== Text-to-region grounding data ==

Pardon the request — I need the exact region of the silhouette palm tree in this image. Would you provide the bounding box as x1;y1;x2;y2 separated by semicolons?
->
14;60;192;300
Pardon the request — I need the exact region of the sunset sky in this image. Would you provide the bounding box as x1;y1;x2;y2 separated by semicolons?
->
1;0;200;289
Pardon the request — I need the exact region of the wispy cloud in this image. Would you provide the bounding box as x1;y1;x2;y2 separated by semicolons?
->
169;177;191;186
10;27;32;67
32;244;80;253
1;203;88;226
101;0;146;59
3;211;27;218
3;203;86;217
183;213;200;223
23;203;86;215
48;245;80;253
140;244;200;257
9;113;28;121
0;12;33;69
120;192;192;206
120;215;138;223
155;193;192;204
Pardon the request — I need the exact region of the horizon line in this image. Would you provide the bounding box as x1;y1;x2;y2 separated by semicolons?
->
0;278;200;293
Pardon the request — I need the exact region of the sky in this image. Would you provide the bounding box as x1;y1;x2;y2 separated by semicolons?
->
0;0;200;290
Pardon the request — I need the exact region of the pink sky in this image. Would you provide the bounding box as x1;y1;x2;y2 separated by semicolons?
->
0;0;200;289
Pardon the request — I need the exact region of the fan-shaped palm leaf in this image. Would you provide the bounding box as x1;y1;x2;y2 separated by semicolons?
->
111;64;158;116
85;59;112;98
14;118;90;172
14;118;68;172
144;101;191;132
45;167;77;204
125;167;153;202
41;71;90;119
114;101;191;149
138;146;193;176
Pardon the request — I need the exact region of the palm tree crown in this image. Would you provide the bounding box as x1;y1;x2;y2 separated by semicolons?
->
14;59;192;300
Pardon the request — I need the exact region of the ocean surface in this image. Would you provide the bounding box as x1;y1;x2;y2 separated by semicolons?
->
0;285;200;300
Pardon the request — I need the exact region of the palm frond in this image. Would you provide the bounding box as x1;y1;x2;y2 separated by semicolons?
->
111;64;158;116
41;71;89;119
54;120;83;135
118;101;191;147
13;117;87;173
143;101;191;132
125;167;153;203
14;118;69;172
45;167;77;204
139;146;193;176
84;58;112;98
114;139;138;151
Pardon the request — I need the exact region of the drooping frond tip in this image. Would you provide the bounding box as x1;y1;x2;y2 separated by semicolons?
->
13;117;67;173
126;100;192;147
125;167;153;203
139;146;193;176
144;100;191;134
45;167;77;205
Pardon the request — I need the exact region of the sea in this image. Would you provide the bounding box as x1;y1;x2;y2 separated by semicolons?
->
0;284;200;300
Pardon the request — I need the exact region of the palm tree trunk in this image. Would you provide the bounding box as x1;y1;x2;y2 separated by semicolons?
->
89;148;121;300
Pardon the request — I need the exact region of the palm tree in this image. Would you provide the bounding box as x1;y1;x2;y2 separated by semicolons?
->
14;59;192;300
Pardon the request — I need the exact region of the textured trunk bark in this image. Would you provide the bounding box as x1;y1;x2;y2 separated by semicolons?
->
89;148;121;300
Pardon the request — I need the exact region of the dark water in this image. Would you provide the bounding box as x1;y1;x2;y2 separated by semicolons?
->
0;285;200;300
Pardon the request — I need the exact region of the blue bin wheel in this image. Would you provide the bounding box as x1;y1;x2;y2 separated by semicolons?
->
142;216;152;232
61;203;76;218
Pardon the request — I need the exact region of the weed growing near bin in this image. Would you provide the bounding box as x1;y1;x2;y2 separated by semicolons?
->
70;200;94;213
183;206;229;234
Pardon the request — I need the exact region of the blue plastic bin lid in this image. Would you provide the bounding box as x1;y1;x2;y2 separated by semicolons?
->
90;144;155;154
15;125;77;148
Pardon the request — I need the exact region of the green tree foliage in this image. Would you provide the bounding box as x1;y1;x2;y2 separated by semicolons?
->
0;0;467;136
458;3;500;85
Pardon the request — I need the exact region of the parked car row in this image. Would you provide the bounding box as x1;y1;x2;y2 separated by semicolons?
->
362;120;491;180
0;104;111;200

== EXERCISE OBJECTIVE ==
Within the data, count the lines that hold the word "palm". Answer with the figure and nothing more.

== REPLY ==
6